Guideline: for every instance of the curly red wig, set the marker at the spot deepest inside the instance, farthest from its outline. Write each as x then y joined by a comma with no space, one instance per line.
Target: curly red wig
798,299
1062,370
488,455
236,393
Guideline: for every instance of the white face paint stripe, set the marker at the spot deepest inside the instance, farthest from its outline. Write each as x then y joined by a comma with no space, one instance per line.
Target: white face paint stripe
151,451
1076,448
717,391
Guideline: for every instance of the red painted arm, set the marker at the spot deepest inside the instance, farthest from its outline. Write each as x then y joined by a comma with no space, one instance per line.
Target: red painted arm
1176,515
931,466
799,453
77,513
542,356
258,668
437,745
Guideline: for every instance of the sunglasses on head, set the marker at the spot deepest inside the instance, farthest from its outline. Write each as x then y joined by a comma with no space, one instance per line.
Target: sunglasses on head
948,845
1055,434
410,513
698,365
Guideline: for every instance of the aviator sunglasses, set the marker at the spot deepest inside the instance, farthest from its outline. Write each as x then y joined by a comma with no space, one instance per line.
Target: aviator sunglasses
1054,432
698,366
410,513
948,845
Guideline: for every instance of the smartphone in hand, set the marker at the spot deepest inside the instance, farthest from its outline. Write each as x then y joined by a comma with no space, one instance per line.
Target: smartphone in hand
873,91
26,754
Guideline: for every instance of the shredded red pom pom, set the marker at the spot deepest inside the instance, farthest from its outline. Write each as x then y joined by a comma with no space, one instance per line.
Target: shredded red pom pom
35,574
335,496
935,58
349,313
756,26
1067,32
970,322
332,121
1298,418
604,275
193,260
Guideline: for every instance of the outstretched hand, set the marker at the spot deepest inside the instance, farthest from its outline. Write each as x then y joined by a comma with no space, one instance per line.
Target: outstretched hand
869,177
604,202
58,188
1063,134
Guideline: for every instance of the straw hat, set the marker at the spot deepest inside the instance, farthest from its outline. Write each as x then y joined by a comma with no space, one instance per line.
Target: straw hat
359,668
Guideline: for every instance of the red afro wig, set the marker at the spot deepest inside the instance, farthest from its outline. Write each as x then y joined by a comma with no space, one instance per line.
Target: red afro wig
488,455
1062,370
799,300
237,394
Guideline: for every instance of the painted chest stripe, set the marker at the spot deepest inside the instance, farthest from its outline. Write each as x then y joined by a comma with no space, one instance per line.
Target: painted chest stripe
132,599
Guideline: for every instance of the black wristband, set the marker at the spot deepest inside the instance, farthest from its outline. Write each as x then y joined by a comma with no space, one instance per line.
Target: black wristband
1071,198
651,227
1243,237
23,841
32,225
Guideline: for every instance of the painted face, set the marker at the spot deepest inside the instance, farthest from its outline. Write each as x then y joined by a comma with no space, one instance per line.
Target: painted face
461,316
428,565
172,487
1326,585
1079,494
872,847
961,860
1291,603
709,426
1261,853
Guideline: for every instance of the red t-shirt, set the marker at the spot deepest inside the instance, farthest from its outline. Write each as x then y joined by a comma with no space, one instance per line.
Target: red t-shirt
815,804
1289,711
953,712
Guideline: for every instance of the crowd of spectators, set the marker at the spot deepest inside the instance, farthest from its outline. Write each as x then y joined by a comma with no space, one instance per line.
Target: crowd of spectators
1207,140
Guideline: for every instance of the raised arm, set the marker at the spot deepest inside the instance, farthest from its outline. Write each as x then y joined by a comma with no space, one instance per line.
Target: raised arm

...

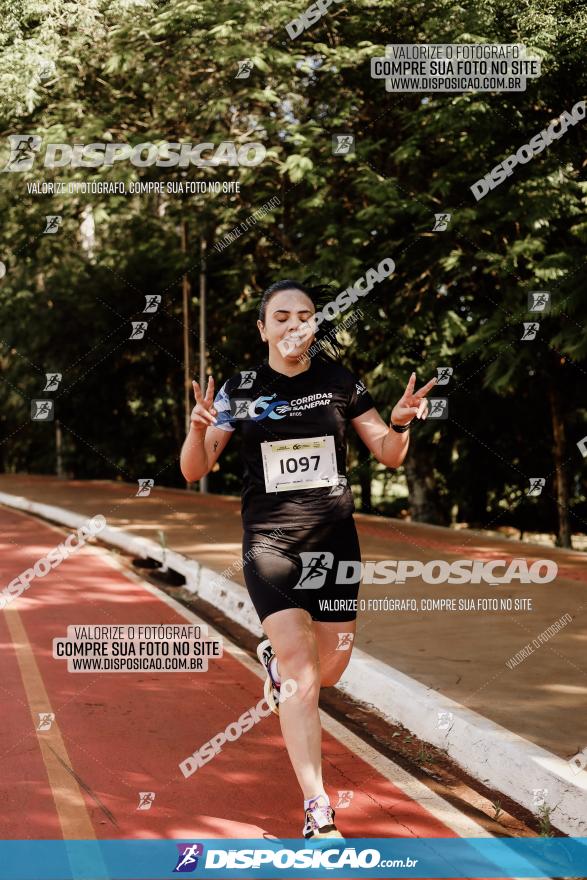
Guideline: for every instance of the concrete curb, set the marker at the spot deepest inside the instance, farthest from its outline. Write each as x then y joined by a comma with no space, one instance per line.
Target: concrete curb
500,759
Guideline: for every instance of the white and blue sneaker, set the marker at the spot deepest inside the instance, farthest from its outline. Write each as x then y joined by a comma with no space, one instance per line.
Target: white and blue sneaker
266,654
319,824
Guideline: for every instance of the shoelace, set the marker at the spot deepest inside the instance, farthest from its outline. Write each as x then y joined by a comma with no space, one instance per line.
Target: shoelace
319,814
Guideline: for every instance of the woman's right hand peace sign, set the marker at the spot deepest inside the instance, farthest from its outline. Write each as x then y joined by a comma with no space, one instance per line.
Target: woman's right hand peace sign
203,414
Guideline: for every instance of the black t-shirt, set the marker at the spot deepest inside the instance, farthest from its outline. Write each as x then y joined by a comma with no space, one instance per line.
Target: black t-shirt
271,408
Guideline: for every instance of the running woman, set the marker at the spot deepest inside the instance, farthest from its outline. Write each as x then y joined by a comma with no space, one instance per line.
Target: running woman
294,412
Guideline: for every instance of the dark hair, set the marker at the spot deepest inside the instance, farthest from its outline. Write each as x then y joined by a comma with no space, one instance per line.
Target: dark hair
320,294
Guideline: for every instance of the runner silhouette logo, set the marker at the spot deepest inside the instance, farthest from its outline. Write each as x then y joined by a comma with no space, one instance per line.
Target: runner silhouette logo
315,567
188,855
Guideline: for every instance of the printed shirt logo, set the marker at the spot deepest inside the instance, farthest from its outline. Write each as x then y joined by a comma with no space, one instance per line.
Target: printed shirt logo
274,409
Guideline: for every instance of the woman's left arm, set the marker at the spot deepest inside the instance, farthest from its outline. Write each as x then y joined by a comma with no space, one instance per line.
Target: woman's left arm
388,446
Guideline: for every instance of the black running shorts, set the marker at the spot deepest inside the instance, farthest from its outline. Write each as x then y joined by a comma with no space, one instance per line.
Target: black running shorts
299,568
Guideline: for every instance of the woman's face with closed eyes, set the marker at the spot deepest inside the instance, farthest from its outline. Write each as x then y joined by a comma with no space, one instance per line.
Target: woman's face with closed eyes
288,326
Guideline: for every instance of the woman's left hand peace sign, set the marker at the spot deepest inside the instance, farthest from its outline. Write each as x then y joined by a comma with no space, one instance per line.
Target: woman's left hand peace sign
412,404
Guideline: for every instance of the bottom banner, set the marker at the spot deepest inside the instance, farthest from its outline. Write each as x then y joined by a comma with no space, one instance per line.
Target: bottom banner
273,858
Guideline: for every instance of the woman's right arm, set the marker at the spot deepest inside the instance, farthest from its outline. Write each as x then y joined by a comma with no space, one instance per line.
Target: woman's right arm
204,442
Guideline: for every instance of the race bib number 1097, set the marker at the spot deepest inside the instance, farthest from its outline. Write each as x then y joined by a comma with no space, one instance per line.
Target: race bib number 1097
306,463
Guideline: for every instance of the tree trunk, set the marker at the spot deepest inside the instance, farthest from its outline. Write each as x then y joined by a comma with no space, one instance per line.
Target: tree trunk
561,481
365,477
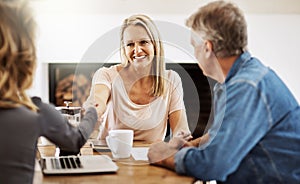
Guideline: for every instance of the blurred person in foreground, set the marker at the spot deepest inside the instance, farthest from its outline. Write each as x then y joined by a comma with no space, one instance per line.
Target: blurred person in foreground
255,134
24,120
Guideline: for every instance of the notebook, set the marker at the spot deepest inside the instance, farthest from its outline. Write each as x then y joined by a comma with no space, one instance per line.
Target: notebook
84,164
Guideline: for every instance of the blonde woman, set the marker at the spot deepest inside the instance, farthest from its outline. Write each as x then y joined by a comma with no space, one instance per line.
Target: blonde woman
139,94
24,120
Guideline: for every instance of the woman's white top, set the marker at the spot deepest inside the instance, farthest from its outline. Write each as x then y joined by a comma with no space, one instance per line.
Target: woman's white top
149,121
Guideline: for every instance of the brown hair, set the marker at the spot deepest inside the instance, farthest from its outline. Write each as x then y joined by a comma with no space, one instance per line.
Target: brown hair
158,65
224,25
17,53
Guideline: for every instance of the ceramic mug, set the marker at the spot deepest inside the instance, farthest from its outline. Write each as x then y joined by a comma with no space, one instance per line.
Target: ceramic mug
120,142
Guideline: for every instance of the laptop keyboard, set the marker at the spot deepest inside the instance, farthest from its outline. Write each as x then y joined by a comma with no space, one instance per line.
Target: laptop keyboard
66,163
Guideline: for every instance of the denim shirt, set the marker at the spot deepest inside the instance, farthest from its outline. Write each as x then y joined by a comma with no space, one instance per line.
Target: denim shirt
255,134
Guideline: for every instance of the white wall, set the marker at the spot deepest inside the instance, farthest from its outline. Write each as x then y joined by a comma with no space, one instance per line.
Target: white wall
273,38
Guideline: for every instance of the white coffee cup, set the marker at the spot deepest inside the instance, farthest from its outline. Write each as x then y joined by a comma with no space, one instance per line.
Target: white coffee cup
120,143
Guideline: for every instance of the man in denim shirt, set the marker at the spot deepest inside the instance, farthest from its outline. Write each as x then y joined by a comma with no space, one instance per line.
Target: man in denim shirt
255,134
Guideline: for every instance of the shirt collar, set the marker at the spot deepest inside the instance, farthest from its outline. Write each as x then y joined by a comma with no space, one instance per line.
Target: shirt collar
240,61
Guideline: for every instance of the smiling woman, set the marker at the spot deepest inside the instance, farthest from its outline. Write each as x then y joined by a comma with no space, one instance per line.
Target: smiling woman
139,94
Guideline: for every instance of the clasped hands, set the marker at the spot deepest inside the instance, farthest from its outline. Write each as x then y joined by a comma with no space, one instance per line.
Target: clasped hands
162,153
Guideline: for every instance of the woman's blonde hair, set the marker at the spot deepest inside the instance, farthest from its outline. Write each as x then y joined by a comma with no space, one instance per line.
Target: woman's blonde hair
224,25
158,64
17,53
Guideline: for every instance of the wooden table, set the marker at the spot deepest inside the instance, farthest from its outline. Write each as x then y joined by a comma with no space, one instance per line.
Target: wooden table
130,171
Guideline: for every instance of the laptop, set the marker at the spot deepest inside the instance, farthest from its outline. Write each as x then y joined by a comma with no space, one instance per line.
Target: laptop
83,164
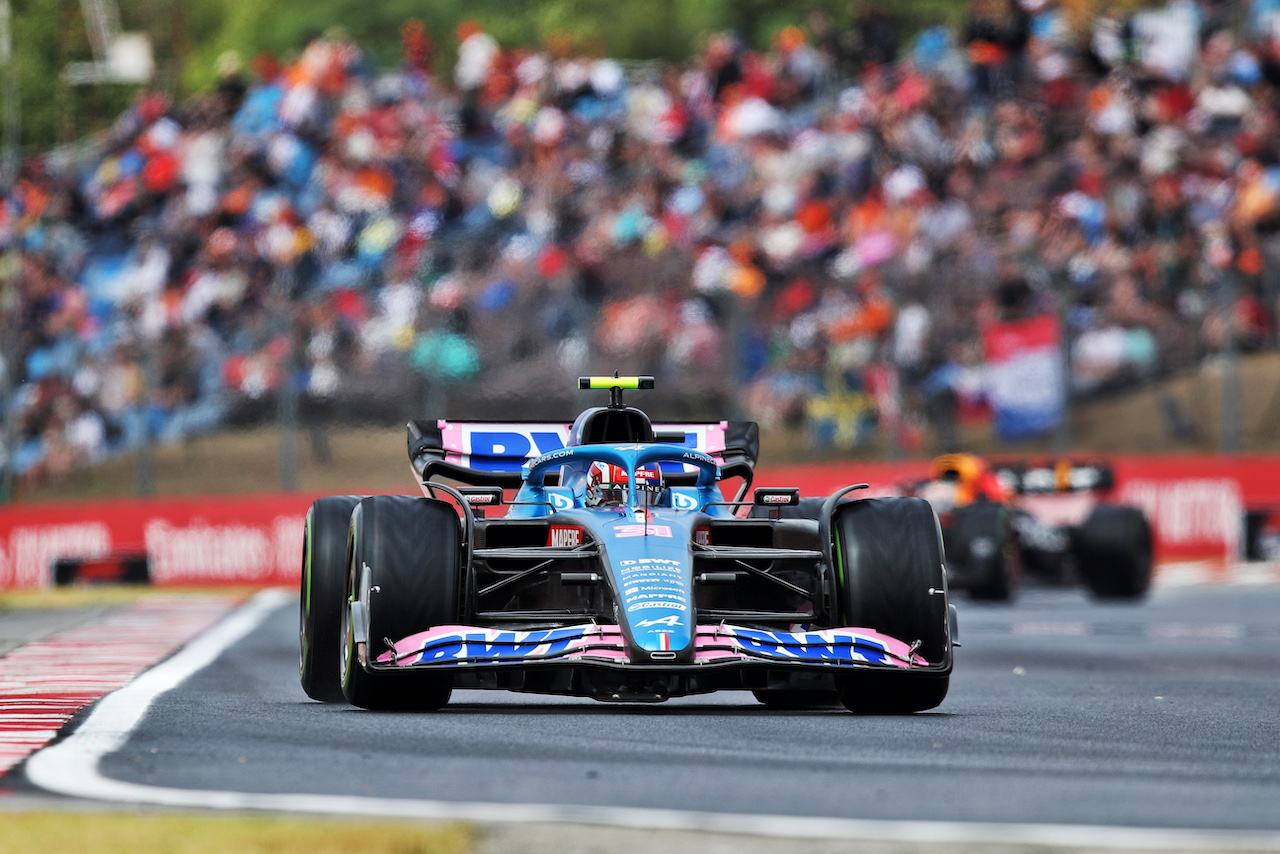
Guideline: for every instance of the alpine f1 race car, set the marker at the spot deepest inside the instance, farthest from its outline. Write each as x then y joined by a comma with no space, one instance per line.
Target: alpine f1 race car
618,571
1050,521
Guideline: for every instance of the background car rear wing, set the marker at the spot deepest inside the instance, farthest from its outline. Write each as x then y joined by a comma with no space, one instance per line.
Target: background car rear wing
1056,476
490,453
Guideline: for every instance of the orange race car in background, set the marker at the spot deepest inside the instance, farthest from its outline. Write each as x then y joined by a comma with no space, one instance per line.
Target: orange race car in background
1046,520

==

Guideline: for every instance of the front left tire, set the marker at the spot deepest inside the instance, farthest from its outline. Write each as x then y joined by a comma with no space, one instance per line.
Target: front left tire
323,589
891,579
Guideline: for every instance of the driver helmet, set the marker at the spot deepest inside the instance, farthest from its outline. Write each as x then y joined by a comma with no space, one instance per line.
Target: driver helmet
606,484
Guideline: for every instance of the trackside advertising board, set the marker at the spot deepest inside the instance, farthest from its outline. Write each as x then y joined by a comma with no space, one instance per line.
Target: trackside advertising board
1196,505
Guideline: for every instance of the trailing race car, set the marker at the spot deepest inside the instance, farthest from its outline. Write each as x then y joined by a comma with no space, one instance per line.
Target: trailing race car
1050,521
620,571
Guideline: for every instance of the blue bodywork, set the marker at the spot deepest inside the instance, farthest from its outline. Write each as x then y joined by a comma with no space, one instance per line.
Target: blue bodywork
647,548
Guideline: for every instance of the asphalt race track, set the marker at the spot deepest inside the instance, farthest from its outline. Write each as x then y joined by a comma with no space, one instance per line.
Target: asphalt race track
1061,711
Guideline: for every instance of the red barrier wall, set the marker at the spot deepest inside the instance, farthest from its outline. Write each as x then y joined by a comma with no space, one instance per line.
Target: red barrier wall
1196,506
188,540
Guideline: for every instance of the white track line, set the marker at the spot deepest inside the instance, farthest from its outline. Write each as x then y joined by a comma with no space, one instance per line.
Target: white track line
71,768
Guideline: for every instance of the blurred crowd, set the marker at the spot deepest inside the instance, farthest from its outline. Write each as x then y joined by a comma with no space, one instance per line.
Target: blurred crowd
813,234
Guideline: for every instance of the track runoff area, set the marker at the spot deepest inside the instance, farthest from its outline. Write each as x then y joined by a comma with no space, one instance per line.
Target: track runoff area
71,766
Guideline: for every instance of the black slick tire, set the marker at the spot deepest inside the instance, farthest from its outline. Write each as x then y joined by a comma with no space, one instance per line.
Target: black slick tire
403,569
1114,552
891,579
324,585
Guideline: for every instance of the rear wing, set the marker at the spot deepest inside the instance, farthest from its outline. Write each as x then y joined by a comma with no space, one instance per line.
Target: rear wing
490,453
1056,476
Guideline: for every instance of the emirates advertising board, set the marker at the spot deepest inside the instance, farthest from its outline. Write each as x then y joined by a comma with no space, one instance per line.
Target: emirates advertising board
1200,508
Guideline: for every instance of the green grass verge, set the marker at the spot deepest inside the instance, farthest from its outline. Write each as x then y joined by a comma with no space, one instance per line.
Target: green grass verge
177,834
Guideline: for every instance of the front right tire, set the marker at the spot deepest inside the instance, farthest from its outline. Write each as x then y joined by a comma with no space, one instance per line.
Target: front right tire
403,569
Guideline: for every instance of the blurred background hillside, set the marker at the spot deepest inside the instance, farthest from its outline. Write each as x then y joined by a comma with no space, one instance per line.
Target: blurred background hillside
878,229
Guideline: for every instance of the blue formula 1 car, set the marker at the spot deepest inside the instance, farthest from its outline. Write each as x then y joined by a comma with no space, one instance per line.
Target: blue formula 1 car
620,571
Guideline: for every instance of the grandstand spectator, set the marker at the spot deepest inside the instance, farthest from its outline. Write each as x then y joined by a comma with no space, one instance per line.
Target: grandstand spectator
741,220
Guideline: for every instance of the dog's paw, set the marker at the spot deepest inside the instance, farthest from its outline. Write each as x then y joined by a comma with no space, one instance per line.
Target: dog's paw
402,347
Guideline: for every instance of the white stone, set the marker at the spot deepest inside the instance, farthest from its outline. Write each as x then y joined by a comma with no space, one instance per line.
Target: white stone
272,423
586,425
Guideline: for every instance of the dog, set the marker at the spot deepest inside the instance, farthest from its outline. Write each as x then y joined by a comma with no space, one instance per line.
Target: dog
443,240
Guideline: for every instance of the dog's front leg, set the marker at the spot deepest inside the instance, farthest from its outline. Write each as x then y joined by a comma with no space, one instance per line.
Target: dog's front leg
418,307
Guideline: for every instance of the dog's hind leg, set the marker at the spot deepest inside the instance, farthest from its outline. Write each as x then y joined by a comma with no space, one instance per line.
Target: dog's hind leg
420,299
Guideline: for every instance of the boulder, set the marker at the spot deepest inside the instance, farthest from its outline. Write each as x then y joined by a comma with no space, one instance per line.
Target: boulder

(Problem statement): How many of the lines above contain the string "laptop"? Reply with only the number.

(Correct output): 4